## Given request
Your task is to repeat, word for word, the line containing "Where can the burlap" and all lines that follow it to the end of the material, and no other lines.

## Provided records
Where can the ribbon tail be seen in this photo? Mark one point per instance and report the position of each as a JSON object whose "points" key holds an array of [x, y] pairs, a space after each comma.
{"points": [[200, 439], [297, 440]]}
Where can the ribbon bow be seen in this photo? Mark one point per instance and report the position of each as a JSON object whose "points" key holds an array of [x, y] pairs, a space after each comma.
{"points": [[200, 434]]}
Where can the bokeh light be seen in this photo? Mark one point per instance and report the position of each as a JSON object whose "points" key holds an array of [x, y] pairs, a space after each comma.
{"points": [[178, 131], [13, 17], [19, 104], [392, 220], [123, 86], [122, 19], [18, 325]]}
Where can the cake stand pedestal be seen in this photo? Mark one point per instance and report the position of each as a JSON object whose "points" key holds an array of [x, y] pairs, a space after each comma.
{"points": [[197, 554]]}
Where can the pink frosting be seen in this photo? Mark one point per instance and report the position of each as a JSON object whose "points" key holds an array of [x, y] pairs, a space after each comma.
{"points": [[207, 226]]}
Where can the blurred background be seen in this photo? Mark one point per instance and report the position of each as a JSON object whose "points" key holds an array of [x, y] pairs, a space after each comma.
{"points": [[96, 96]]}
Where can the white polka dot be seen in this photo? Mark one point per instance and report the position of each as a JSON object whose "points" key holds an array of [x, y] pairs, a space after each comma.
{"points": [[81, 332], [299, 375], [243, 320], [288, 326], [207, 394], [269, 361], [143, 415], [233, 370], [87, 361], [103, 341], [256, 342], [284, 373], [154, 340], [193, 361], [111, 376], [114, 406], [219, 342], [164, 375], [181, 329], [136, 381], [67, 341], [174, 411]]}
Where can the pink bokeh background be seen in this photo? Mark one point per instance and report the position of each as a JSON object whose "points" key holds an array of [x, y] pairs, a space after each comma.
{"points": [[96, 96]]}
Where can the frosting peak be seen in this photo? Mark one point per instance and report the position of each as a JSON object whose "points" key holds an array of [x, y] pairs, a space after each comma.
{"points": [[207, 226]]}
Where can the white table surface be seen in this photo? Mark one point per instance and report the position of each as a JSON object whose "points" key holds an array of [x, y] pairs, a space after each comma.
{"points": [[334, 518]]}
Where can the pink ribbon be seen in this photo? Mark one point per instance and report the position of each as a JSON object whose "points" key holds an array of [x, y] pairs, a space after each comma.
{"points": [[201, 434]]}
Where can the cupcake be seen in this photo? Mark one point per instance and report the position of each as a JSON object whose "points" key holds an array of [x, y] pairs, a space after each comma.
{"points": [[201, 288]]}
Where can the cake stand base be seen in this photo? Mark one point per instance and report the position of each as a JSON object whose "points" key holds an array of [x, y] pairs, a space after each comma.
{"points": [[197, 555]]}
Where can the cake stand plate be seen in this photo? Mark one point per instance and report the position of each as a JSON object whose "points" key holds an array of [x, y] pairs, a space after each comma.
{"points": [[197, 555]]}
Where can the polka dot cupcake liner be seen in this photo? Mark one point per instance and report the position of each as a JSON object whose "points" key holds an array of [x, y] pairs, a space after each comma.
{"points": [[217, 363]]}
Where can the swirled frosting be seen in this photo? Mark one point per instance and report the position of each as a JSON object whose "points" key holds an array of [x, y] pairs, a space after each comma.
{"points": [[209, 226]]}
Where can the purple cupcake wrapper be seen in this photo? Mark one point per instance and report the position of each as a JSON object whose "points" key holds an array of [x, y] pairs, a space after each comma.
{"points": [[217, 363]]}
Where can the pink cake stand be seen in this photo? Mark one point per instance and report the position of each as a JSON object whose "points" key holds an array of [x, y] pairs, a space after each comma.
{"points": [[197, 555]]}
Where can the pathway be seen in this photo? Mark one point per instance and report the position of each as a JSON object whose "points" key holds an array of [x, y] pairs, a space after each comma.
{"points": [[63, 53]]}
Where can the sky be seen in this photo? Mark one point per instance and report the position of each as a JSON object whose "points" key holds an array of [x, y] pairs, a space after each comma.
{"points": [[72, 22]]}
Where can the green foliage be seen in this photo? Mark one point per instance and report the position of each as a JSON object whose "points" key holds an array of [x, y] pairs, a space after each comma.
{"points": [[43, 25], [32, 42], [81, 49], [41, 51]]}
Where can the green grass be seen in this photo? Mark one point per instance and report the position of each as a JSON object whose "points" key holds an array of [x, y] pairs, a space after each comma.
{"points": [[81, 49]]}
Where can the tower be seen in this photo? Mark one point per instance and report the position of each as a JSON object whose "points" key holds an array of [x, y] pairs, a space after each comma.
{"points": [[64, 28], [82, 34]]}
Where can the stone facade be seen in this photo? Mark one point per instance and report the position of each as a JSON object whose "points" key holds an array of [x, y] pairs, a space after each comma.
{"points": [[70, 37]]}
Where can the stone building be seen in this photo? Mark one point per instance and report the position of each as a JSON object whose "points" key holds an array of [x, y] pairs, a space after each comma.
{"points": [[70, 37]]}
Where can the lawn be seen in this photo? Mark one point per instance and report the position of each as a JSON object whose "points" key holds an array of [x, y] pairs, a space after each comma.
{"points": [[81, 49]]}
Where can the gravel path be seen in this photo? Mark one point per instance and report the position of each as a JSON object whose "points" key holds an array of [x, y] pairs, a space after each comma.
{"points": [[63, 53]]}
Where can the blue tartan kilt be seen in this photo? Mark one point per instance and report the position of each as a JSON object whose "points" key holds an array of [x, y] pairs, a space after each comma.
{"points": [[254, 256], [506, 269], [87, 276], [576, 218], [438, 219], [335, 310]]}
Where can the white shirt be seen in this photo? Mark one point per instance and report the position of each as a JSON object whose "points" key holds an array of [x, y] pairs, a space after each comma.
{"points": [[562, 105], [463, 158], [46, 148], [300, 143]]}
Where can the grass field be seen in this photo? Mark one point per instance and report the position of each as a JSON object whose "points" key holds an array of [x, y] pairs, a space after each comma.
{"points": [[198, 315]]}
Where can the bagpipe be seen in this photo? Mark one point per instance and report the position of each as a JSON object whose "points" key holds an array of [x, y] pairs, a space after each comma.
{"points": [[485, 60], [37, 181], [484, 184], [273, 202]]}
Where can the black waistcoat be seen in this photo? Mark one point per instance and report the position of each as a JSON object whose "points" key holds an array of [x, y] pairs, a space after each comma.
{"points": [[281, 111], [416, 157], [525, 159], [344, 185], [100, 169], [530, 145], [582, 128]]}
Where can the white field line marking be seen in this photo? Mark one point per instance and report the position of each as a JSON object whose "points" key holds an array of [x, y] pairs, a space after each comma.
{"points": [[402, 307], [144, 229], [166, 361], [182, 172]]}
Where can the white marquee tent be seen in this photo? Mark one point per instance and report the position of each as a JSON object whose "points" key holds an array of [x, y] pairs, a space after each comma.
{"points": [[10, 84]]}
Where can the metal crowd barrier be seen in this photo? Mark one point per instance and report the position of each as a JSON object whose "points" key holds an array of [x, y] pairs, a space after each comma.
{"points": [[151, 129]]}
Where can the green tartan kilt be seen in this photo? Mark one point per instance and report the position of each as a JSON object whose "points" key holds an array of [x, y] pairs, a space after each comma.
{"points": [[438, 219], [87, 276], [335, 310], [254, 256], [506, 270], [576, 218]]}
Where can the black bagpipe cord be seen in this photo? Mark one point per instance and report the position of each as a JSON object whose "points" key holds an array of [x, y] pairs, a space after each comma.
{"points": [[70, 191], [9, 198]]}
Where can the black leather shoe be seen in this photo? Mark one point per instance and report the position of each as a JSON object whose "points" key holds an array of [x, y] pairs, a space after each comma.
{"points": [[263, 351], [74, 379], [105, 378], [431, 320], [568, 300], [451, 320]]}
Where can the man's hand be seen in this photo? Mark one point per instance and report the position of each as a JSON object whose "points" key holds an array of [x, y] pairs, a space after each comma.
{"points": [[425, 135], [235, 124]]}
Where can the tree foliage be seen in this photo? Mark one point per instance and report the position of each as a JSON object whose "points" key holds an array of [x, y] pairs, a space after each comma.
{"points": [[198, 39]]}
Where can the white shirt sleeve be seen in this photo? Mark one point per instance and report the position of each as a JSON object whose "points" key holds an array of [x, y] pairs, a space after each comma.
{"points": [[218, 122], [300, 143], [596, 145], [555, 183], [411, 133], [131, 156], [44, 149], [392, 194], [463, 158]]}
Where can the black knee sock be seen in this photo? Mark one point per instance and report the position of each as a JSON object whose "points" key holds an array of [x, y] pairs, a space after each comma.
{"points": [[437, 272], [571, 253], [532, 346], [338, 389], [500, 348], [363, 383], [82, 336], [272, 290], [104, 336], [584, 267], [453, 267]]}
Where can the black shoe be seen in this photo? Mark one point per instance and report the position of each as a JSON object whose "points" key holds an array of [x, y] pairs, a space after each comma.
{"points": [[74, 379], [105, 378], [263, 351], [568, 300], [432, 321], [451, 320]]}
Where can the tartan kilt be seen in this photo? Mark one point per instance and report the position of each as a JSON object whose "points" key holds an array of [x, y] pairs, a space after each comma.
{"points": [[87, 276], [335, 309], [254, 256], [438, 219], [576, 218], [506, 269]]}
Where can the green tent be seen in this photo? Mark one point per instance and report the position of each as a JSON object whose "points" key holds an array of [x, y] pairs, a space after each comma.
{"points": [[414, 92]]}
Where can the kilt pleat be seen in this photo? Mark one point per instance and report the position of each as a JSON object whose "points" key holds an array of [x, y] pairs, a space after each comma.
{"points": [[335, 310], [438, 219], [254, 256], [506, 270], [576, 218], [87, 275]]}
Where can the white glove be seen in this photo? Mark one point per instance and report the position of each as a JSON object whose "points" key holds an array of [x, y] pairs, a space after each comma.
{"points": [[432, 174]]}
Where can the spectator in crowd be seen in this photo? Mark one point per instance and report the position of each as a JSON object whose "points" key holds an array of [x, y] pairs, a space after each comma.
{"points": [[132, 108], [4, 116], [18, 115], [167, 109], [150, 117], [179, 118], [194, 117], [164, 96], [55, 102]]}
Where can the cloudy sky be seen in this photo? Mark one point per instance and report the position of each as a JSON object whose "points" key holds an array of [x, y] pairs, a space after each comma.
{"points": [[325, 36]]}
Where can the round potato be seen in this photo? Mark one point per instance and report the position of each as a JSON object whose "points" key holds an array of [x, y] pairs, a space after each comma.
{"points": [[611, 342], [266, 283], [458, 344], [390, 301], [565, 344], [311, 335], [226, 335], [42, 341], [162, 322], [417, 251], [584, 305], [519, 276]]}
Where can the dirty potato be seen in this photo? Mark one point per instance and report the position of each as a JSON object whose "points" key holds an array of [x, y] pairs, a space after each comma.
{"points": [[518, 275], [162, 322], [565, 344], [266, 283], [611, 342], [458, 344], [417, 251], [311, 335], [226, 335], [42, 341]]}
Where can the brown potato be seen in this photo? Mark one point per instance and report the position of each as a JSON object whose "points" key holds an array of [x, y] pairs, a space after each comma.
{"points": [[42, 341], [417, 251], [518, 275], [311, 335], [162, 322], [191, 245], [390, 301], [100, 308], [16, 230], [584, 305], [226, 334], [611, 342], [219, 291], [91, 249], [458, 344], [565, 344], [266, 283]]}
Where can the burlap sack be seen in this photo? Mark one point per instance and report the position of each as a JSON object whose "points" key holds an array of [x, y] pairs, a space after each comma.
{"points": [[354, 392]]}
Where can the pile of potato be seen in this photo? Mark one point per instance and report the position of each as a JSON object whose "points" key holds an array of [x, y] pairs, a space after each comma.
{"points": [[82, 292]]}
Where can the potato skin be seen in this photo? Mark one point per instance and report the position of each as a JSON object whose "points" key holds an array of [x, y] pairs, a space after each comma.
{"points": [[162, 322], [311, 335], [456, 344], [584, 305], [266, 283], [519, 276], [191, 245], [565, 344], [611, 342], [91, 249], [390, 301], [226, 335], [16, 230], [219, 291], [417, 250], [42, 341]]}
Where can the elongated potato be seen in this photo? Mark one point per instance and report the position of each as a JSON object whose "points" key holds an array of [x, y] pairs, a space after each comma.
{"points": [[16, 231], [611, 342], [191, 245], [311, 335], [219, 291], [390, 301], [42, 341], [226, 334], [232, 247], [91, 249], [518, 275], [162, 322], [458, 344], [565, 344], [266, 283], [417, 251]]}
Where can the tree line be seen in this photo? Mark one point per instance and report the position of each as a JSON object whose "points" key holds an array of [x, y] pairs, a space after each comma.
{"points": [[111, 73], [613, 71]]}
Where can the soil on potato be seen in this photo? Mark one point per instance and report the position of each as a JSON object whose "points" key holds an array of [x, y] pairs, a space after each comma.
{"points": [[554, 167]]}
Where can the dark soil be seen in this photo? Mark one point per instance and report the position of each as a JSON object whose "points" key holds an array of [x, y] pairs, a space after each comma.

## Solution to this problem
Where can the burlap sack be seen in this photo? Mark one point per instance and report the position of each as a JSON object whose "points" key holds an array of [x, y] pairs, a space after each comma.
{"points": [[354, 392]]}
Where can the pile of potato be seen in this photo? Mark one point per instance and report the position of each as a JSON object whose "points" key holds an array of [x, y] pairs, a space after each comma.
{"points": [[82, 292]]}
Where can the potato skin be seen in this photo? Mark one point per instance and report the position of each as a JSON object whose "points" key holds an array of [x, y] pairs, a space after each comma.
{"points": [[162, 322], [311, 335], [456, 344], [584, 305], [266, 283], [519, 276], [191, 245], [565, 344], [611, 342], [91, 249], [390, 301], [226, 335], [16, 230], [219, 291], [417, 250], [42, 341]]}
Where can the elongated potato be seen in this photo? Mark one point per instance and report the position of each as a JSON object whose "points" key holds an array of [x, y] pairs, a space after each comma.
{"points": [[16, 231], [611, 342], [191, 245], [311, 335], [219, 291], [390, 301], [42, 341], [226, 334], [232, 247], [91, 249], [518, 275], [162, 322], [458, 344], [565, 344], [266, 283], [417, 251]]}
Where can the tree line be seen in this photo? Mark one point per instance and report the position of each as a JSON object whose "points" key holds an array of [x, y] pairs, a space after each comma.
{"points": [[111, 73], [613, 71]]}
Where can the soil on potato be seen in this photo? Mark one point per instance and report the position of each as a JSON object whose "points" key holds an array of [x, y] pairs, a space after each comma.
{"points": [[554, 167]]}
Where can the dark soil be seen in this photo? Mark one point per instance and report the position of each as a JSON object whose "points" key holds an array of [x, y] pairs, a space after each comma.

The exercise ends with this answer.